** Data provided **
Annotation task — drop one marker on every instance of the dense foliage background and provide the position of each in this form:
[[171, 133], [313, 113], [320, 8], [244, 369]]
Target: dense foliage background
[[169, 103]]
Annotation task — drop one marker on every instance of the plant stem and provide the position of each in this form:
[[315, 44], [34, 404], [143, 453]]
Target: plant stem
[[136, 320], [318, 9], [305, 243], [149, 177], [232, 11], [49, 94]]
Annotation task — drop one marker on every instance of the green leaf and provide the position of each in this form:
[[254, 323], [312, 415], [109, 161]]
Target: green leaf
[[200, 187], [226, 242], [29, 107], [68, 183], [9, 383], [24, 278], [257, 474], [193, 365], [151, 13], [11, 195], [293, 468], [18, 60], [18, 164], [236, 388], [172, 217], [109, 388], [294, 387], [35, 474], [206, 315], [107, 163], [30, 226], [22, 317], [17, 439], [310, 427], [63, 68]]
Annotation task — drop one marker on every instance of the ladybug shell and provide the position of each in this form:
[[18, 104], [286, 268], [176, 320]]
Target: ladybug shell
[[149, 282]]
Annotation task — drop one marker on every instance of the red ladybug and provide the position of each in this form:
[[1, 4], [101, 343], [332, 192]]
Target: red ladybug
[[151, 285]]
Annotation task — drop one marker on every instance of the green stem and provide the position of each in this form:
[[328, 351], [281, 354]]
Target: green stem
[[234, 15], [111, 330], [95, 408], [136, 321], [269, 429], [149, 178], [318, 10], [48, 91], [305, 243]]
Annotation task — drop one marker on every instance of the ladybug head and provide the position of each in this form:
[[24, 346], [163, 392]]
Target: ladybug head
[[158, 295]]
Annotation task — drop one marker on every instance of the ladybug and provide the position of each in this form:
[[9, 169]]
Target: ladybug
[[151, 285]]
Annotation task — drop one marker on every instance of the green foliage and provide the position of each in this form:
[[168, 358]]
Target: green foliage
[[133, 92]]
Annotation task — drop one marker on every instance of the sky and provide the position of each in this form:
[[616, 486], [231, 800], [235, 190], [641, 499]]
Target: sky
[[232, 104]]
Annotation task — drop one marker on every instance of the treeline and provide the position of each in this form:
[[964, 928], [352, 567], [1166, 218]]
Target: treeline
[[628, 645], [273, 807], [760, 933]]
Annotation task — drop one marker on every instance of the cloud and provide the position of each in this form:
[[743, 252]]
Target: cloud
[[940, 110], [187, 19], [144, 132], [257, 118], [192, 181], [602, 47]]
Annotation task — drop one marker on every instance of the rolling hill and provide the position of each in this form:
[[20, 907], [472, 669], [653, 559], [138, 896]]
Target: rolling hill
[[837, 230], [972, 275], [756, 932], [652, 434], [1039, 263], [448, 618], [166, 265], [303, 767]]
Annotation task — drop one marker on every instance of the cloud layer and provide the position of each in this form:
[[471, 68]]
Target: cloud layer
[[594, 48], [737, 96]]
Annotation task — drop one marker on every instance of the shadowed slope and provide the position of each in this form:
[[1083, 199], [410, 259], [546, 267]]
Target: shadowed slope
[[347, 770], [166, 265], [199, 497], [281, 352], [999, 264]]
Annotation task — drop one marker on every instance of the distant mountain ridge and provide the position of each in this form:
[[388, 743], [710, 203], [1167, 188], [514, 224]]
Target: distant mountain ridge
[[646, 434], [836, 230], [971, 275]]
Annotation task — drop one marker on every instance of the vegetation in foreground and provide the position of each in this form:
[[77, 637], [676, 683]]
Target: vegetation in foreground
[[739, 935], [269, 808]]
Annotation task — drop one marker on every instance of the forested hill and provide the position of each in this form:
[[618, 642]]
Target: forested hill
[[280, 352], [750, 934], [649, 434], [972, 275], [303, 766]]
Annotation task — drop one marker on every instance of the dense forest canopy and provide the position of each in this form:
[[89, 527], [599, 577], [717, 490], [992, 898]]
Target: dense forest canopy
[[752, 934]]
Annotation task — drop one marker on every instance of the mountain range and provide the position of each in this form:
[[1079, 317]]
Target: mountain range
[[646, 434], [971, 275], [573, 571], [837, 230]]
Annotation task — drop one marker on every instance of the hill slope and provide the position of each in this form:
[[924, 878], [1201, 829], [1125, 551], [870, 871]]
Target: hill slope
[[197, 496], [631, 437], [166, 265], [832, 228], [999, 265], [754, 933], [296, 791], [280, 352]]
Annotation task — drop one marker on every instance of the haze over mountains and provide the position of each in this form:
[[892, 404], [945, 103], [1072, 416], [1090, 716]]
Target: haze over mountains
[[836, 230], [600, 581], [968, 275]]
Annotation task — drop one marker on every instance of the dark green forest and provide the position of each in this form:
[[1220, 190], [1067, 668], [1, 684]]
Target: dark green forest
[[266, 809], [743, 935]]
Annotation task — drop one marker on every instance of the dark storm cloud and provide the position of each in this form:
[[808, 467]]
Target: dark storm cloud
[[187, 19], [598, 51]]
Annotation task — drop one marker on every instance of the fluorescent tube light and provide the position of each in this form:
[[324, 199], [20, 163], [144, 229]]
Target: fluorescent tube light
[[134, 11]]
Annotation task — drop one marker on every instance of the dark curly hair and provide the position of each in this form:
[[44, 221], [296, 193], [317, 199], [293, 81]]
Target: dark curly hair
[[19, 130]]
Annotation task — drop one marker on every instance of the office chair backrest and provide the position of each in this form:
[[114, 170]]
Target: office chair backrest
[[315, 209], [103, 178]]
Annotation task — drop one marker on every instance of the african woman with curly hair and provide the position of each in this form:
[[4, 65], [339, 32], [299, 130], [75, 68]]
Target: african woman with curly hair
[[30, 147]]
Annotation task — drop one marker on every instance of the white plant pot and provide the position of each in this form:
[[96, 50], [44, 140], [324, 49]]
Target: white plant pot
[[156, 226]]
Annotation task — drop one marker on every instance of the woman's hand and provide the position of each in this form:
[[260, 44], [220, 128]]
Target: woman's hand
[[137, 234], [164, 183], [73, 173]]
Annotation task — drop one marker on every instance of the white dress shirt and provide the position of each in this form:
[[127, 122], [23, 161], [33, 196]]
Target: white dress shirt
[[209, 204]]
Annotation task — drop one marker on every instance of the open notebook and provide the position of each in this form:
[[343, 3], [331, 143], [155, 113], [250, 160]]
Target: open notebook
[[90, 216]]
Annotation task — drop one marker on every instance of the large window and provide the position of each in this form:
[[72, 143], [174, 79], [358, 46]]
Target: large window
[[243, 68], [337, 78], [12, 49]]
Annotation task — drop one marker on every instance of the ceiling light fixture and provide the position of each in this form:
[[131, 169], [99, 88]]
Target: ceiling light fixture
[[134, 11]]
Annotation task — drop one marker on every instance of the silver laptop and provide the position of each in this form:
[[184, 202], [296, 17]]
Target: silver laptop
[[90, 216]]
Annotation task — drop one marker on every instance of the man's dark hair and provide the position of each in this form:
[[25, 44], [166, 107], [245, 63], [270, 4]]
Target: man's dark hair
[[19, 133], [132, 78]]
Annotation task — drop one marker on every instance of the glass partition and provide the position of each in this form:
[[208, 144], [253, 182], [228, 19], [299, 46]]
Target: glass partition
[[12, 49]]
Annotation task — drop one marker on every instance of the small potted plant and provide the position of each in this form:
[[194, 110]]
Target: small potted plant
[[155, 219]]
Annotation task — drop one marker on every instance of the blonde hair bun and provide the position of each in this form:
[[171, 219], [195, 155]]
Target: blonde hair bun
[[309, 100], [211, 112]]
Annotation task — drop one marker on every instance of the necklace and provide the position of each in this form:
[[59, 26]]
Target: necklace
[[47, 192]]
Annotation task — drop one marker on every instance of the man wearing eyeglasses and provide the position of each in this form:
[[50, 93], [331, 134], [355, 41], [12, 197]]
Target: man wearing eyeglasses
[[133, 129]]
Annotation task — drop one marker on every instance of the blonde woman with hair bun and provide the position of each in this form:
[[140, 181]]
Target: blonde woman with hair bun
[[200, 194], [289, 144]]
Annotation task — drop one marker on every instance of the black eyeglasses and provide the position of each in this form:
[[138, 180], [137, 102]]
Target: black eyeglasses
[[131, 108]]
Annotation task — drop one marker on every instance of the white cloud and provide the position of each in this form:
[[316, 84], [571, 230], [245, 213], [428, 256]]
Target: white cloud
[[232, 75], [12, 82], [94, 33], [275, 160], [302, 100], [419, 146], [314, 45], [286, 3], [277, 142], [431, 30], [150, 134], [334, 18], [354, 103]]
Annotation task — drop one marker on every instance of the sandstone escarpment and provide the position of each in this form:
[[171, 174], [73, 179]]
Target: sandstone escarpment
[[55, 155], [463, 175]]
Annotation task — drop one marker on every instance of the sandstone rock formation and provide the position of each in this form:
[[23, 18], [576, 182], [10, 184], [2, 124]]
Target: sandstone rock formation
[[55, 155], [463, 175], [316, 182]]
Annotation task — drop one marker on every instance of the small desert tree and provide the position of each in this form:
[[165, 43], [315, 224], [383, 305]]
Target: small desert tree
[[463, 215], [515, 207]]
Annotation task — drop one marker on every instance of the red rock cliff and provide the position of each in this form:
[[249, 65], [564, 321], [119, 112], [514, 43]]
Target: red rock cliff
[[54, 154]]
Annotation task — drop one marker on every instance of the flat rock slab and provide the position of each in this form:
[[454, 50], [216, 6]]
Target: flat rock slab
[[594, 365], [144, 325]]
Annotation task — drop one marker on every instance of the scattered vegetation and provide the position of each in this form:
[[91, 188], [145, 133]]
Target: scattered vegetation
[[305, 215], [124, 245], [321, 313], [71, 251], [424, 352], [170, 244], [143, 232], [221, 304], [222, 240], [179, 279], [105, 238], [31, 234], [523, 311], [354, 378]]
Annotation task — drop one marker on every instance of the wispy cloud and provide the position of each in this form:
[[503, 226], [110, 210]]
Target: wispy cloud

** Task to complete **
Return the stretch from the first line of the rows through the line containing "[[158, 295]]", both ends included, as a JSON list of strings, one string per line, with blank lines omitted.

** Answer for the task **
[
  "Annotation task — drop one marker on every instance of the dense foliage background and provide the position of each in this form:",
  "[[171, 133], [313, 113], [320, 8], [244, 369]]",
  "Target: dense foliage background",
  "[[169, 103]]",
  "Annotation task — drop one marker on every instance of the plant stem and provide the position of each in this form:",
  "[[315, 44], [34, 404], [143, 453]]",
  "Target: plant stem",
  "[[136, 320], [318, 9], [305, 243], [149, 177], [232, 11], [49, 94]]",
  "Annotation task — drop one marker on every instance of the green leaf and provide the position of each in this form:",
  "[[254, 323], [312, 415], [109, 161]]",
  "Target: green leaf",
  "[[200, 187], [226, 242], [29, 107], [68, 183], [9, 383], [24, 278], [257, 474], [193, 365], [151, 13], [11, 195], [293, 468], [18, 60], [18, 164], [236, 388], [172, 217], [109, 388], [294, 387], [35, 474], [206, 315], [107, 163], [30, 226], [22, 317], [17, 439], [310, 427], [63, 68]]",
  "Annotation task — drop one marker on every instance of the ladybug shell and provide the position of each in this form:",
  "[[18, 104], [286, 268], [176, 320]]",
  "Target: ladybug shell",
  "[[149, 282]]",
  "Annotation task — drop one marker on every instance of the red ladybug and provide the position of each in this form:",
  "[[1, 4], [101, 343], [332, 192]]",
  "Target: red ladybug",
  "[[151, 285]]",
  "Annotation task — drop one marker on every instance of the green stem and provide the position of each in this form:",
  "[[328, 351], [281, 354]]",
  "Target: green stem",
  "[[234, 15], [111, 330], [95, 408], [136, 321], [269, 429], [149, 178], [318, 10], [48, 91], [305, 243]]",
  "Annotation task — drop one marker on every instance of the ladybug head and provide the position of each in this form:",
  "[[24, 346], [163, 392]]",
  "Target: ladybug head",
  "[[158, 295]]"
]